> **Given entries**
☆ ☆ ☆
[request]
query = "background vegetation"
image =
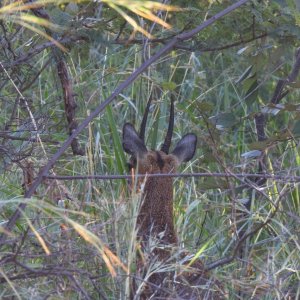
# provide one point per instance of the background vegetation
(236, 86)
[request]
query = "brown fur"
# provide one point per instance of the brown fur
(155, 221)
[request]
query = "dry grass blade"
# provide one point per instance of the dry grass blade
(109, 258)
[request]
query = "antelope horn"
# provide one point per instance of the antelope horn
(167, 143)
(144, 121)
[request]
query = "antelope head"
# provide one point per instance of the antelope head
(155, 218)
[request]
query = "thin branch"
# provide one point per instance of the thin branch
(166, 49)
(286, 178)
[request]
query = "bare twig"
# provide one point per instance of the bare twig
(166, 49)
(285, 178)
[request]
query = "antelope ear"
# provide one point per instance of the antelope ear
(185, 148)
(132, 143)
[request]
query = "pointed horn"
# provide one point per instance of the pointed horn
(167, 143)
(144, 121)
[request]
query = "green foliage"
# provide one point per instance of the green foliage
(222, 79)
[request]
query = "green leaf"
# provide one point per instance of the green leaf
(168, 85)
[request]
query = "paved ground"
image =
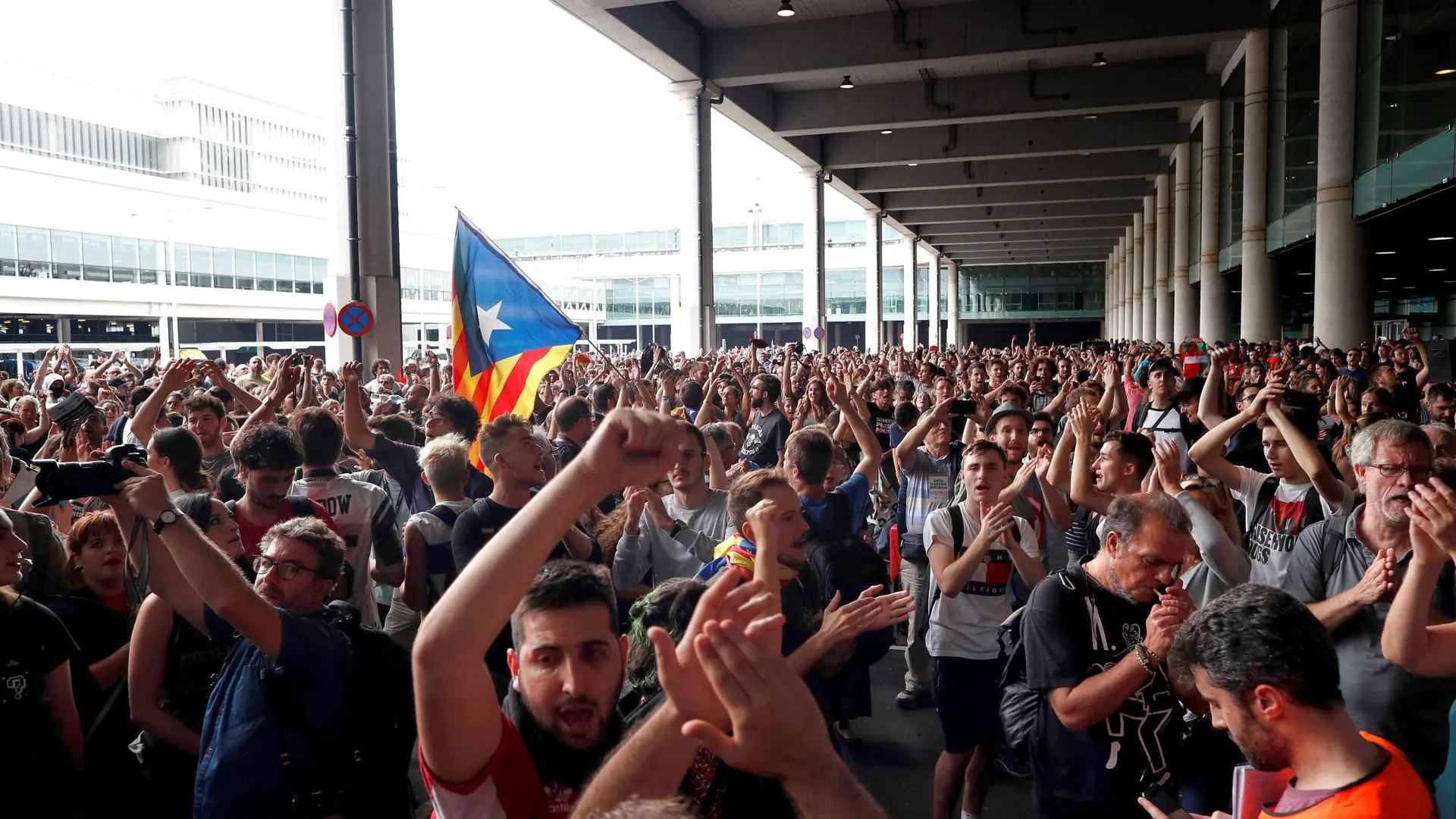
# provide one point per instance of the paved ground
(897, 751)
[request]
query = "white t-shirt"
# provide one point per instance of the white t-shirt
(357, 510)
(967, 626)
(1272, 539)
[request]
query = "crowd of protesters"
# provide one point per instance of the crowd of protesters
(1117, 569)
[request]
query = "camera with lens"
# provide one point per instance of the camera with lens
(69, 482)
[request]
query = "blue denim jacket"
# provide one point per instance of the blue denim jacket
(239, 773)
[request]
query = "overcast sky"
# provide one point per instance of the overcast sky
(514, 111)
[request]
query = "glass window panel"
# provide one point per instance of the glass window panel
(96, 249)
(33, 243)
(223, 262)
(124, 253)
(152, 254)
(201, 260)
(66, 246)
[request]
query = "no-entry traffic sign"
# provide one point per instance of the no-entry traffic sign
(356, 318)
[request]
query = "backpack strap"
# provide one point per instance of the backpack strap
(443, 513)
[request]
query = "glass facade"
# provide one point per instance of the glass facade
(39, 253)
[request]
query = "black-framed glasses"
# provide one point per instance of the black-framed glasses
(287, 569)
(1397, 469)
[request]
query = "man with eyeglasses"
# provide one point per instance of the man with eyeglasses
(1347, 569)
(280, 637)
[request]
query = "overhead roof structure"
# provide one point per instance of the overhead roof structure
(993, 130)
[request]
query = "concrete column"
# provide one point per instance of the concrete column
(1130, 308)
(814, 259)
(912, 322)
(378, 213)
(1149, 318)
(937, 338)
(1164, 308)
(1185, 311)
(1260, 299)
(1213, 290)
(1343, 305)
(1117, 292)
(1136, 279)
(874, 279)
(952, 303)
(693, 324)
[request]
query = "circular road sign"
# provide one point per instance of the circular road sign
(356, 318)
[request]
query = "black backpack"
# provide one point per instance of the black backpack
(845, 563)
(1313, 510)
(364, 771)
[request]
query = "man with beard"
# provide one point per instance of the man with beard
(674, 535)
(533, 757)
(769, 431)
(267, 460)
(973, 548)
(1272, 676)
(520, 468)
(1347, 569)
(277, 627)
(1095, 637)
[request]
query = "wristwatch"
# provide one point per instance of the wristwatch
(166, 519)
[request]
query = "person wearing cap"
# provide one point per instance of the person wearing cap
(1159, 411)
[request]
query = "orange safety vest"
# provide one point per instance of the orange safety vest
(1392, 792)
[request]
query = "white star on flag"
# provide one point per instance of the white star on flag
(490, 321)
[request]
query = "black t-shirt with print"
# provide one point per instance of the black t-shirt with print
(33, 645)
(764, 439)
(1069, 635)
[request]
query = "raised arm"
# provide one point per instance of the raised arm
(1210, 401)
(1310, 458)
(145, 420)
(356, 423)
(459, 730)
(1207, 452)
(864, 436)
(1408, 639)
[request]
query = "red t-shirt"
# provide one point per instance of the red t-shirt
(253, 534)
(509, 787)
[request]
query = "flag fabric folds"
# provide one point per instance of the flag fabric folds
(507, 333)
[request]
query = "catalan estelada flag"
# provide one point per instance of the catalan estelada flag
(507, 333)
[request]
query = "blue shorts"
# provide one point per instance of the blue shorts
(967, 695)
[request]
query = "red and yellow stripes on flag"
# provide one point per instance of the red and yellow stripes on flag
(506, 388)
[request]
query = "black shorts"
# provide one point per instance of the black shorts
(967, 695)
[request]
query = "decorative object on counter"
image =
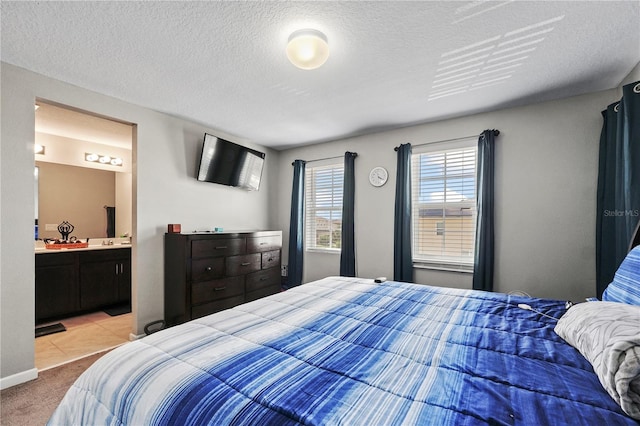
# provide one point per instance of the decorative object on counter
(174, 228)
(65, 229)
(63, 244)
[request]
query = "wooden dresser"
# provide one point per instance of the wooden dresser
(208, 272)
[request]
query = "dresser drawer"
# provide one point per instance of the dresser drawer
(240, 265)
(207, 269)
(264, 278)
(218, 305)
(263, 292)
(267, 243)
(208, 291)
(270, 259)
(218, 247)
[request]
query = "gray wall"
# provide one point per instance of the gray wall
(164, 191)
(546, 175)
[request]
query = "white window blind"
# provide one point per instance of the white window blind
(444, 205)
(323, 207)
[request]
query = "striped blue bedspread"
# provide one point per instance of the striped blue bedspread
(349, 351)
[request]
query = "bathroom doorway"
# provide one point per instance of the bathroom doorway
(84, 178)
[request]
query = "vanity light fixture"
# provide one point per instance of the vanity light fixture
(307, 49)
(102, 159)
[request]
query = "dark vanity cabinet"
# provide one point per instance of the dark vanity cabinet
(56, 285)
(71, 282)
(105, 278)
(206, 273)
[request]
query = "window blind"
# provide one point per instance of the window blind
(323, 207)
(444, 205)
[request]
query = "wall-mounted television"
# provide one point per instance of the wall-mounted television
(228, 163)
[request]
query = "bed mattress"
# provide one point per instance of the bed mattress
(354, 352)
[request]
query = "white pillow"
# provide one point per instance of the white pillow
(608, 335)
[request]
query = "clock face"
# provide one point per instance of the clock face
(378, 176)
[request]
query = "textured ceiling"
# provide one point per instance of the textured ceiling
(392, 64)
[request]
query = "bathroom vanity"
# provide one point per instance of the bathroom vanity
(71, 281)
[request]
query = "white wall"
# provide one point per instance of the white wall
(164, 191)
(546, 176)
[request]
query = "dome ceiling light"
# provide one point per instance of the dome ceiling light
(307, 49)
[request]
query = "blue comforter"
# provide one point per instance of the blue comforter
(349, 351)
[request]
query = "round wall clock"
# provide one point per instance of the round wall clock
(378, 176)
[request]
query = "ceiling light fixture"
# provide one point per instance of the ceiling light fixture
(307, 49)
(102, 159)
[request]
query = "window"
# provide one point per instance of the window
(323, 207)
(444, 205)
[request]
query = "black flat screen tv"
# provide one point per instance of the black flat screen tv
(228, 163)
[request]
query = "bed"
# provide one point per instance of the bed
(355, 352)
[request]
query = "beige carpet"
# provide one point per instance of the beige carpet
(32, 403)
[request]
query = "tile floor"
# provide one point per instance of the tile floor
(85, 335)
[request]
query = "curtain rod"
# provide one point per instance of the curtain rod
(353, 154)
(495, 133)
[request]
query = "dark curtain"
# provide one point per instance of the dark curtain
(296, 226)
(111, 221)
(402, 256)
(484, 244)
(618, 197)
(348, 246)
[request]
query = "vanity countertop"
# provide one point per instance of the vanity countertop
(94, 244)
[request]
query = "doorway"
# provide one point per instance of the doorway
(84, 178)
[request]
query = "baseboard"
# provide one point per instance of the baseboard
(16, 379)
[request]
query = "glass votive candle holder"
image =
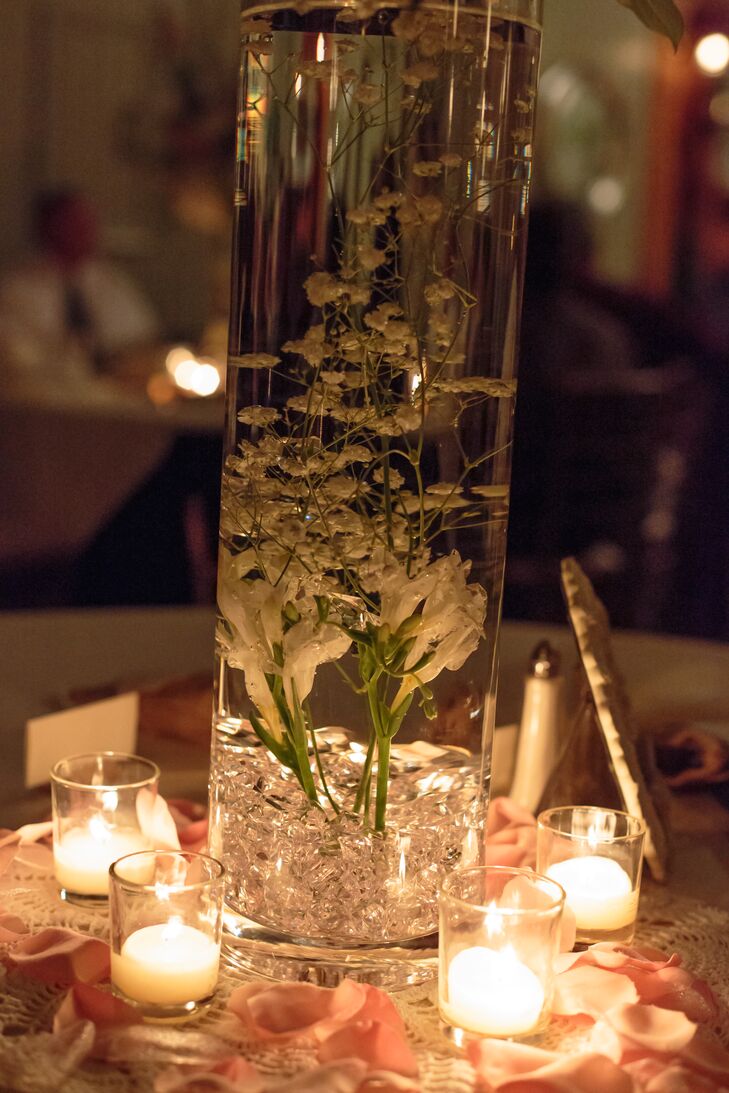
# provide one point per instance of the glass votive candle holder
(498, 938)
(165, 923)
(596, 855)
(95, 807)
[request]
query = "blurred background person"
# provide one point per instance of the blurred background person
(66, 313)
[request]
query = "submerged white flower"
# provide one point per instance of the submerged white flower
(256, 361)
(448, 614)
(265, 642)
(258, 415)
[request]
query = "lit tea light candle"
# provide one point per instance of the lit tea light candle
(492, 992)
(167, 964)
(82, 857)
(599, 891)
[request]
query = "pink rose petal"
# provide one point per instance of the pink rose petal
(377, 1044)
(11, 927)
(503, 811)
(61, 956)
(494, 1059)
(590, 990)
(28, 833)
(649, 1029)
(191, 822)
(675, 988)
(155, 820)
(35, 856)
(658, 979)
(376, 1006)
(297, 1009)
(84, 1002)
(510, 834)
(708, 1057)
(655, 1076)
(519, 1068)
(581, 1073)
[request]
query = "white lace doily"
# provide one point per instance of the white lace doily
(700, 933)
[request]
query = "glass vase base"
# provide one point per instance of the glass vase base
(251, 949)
☆ ☆ ☆
> **Your instructions**
Show every line of the rows above that contains the string "structure", with case counting.

> **Response to this exercise**
query = "overhead roof structure"
# provide one point per instance of the overhead roof structure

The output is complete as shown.